** Extracted material **
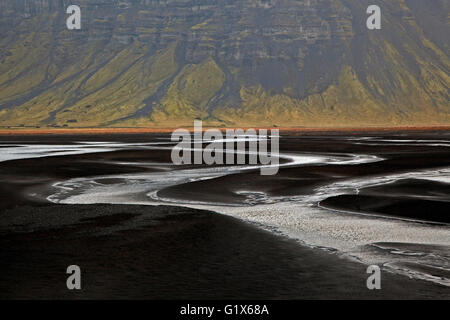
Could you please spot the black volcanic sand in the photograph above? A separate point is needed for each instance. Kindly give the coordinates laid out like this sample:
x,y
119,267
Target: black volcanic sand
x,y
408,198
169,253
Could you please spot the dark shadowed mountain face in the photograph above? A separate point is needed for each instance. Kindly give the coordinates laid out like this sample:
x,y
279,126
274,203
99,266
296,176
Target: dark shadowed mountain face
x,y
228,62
---
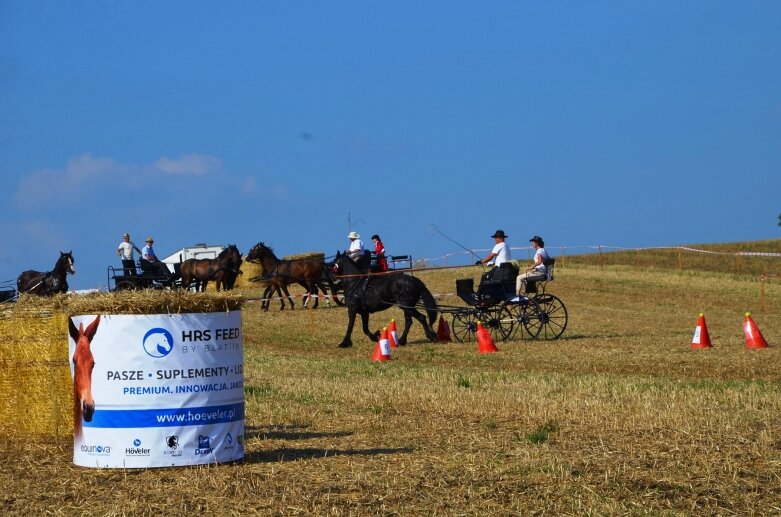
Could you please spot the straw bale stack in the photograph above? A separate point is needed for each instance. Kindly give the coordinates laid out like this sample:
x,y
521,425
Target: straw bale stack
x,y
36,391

** Description of the task **
A single figure is required: the number of lines above in which the word "instance" occurs.

** Result of the exercise **
3